PROBLEM TO WORK ON:
Go through the data and report each line that holds the string "raised".

DATA RECORDS:
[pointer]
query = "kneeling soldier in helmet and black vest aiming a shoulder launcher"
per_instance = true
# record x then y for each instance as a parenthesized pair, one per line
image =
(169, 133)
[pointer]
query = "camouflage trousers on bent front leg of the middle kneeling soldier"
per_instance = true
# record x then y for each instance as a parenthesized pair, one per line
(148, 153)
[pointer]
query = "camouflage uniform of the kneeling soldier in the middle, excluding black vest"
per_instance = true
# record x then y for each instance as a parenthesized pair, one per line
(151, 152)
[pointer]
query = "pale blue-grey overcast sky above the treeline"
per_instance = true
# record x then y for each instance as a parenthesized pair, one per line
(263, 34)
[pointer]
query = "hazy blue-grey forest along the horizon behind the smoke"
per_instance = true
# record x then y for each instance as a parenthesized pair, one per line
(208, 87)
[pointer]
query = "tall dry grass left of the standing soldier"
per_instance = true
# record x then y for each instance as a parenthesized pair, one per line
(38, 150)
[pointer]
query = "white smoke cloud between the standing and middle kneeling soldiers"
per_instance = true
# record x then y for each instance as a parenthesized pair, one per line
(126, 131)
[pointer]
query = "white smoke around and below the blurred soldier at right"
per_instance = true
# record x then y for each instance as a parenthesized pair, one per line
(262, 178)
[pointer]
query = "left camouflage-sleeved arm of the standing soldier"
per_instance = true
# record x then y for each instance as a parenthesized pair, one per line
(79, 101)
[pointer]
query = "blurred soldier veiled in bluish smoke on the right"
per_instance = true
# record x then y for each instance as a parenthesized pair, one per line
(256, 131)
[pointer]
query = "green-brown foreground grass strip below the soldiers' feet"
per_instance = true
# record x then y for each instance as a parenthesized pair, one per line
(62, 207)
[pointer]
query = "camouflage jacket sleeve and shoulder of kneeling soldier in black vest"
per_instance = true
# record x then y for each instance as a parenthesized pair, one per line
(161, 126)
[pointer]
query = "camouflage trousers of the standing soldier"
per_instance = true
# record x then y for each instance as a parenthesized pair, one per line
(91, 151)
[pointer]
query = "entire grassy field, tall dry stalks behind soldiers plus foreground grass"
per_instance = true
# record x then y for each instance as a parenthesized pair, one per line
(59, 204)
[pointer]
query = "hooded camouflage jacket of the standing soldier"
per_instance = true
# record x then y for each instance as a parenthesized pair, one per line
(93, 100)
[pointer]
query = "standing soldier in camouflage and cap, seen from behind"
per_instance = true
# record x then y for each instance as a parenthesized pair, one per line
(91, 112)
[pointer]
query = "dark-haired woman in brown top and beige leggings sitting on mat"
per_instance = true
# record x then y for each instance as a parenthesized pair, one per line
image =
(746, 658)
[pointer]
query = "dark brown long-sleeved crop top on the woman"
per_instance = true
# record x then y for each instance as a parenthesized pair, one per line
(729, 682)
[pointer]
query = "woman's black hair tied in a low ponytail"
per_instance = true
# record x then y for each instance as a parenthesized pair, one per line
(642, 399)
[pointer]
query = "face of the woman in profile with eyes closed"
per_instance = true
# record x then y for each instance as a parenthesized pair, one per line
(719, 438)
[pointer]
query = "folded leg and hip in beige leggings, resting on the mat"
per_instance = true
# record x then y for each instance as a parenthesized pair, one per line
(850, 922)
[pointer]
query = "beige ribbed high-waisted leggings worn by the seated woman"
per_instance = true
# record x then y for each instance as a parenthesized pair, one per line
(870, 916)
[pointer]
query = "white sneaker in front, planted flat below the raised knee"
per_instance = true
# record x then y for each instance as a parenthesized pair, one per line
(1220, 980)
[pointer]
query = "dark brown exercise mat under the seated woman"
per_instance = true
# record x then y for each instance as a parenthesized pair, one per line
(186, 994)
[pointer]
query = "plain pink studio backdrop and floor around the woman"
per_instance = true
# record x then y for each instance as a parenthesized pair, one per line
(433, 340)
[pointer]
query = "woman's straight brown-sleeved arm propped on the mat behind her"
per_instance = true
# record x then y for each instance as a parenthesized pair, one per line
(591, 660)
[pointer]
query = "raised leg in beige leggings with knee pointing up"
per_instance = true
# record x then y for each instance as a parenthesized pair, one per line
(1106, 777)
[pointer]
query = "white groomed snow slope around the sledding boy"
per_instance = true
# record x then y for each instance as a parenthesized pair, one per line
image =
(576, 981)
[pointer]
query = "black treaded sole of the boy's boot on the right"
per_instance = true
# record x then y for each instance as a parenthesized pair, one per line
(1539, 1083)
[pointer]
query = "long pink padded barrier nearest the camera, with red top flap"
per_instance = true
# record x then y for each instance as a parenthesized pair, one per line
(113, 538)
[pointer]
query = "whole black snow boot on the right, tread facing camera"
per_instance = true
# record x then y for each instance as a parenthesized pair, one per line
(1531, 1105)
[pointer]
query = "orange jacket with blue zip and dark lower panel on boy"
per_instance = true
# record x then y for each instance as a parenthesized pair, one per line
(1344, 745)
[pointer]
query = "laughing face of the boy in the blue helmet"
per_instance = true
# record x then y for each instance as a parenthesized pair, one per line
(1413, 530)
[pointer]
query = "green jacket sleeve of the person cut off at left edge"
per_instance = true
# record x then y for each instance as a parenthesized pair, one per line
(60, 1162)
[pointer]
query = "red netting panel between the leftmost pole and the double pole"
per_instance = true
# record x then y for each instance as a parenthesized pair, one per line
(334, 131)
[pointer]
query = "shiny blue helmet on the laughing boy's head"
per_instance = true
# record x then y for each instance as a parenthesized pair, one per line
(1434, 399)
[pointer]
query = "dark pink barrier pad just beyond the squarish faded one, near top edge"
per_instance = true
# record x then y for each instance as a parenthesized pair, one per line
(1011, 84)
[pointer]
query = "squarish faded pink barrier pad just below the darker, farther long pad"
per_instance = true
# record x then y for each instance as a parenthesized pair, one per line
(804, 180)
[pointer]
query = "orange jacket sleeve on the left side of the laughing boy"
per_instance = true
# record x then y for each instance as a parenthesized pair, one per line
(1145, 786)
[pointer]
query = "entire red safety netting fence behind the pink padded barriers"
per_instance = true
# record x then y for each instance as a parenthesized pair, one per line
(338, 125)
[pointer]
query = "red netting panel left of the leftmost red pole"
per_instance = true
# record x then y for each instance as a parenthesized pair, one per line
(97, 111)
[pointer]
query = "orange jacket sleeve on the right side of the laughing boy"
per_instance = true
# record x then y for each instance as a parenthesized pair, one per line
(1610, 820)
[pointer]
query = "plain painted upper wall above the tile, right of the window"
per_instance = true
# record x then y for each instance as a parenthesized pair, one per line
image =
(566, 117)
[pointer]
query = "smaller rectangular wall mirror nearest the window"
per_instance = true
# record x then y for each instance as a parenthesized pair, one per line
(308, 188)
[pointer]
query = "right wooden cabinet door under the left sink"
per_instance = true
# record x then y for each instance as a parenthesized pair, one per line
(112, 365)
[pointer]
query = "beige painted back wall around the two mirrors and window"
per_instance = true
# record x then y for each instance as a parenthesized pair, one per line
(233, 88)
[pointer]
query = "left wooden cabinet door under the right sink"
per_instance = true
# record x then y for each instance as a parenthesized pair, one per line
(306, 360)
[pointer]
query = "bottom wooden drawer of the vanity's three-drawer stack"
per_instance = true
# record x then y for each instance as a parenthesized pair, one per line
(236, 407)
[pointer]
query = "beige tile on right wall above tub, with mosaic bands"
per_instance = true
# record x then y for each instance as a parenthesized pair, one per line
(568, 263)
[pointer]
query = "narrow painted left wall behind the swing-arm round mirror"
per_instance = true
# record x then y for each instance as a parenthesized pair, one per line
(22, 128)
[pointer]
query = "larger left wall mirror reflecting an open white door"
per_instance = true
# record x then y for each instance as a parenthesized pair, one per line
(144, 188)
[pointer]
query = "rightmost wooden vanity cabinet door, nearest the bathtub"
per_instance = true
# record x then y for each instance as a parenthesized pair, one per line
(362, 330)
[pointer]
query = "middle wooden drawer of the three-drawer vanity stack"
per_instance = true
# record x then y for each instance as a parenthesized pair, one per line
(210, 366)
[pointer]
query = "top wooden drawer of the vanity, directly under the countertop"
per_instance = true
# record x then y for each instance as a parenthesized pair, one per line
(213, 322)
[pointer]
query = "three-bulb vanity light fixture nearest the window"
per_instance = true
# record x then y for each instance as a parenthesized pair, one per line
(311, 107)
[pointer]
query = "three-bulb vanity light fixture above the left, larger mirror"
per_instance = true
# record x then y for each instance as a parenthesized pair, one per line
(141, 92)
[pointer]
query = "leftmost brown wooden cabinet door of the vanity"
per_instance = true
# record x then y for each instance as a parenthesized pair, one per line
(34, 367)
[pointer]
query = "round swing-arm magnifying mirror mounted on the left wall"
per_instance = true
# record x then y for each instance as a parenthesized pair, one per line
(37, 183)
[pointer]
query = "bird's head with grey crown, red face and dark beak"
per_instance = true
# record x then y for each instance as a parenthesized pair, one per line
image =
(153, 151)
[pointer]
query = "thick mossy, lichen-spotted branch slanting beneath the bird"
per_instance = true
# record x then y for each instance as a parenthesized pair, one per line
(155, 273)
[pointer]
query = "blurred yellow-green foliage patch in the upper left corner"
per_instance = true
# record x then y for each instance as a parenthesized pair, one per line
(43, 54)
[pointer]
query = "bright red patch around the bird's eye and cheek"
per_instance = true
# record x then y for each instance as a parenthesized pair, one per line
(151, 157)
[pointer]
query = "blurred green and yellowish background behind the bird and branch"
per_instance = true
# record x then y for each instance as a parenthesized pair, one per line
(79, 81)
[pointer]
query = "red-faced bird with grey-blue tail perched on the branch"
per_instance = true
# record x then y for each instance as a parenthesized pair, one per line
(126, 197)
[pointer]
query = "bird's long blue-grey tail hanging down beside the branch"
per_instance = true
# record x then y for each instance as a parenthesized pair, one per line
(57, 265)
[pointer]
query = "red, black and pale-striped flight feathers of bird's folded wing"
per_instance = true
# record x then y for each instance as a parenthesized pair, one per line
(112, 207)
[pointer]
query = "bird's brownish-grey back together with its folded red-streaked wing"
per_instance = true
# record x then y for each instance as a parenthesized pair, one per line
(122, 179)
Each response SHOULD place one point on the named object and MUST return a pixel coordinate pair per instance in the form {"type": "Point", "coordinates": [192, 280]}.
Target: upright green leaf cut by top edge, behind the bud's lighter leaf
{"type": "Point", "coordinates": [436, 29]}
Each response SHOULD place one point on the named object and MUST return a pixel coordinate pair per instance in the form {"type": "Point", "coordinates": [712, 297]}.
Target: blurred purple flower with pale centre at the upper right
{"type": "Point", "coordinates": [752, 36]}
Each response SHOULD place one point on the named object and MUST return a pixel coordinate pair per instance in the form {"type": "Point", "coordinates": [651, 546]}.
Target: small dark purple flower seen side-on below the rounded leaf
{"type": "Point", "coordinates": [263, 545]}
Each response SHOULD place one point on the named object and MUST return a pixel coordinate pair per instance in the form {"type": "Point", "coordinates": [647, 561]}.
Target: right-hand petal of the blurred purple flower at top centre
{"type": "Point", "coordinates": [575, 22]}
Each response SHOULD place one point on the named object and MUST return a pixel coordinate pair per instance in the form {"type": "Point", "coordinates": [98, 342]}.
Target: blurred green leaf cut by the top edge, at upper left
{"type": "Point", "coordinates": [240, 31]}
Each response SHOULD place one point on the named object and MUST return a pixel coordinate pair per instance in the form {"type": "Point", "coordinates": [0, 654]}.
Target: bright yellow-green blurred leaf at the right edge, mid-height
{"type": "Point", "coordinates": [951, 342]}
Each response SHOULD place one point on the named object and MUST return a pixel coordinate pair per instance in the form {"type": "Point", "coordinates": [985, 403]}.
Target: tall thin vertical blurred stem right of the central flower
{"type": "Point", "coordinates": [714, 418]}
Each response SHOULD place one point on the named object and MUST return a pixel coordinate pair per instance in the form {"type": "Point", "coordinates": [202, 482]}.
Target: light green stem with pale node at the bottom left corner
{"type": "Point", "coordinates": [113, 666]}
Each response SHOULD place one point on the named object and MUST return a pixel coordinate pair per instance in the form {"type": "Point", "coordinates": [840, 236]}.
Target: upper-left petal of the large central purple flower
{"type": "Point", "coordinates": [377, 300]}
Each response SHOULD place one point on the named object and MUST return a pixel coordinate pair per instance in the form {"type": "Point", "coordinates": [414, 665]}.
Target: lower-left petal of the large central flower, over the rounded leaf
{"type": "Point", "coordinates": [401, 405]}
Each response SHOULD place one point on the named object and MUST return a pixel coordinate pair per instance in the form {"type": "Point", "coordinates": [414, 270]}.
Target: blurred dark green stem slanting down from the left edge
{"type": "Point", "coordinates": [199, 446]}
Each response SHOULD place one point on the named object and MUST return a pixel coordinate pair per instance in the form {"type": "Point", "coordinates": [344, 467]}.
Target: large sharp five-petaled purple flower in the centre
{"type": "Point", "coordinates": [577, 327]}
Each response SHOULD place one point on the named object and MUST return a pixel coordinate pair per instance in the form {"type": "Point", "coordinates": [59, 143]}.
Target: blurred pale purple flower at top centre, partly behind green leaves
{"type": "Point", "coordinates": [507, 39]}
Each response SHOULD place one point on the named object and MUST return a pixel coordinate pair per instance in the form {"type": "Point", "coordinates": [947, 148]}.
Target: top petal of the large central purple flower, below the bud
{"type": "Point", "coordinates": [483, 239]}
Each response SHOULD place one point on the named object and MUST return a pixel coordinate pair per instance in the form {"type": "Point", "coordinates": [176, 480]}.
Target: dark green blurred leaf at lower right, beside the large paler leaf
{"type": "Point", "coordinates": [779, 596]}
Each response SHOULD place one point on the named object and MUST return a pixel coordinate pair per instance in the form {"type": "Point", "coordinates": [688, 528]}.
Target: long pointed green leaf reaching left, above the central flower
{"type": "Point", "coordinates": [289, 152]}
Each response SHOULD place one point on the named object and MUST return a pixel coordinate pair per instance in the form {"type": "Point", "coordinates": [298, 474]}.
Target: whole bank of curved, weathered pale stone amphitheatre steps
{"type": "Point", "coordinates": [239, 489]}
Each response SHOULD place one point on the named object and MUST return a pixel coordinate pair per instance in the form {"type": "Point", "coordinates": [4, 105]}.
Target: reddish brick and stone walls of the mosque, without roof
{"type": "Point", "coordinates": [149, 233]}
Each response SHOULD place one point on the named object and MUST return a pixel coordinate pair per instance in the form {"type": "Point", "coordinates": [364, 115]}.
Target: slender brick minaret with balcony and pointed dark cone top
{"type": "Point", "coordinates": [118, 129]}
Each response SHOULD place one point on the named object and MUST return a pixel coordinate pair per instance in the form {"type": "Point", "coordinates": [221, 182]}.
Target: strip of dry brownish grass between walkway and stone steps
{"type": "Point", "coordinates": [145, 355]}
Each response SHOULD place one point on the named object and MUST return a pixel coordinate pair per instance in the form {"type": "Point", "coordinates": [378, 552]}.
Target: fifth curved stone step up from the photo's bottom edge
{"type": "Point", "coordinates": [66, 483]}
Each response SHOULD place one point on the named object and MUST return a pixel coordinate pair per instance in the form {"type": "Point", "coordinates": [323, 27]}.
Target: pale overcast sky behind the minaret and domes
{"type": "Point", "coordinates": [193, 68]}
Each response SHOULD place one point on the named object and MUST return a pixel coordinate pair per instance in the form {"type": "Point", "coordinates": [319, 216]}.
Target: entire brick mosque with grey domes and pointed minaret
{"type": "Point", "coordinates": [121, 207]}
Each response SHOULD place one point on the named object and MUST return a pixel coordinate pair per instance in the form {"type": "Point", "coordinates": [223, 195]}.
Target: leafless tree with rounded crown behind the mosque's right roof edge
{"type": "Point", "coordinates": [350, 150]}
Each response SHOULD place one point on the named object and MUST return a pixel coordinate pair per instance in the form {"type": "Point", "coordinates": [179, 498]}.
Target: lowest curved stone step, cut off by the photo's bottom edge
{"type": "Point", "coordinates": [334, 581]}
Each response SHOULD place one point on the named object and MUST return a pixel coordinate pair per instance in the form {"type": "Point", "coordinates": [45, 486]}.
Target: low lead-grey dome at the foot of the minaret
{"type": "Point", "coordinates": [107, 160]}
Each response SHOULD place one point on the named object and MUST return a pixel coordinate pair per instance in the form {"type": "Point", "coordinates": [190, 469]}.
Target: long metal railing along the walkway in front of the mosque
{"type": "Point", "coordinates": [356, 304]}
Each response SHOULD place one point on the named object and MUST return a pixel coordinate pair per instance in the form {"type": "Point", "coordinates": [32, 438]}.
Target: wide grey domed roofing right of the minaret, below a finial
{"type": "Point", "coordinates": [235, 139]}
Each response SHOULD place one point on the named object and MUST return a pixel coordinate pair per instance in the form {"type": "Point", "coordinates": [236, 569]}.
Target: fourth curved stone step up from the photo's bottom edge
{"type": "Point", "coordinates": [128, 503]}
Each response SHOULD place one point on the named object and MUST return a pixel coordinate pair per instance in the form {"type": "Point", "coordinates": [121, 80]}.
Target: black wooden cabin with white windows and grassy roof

YOUR RESPONSE:
query = "white sneaker in front, planted flat below the raised knee"
query = "raised leg in beige leggings with knee pointing up"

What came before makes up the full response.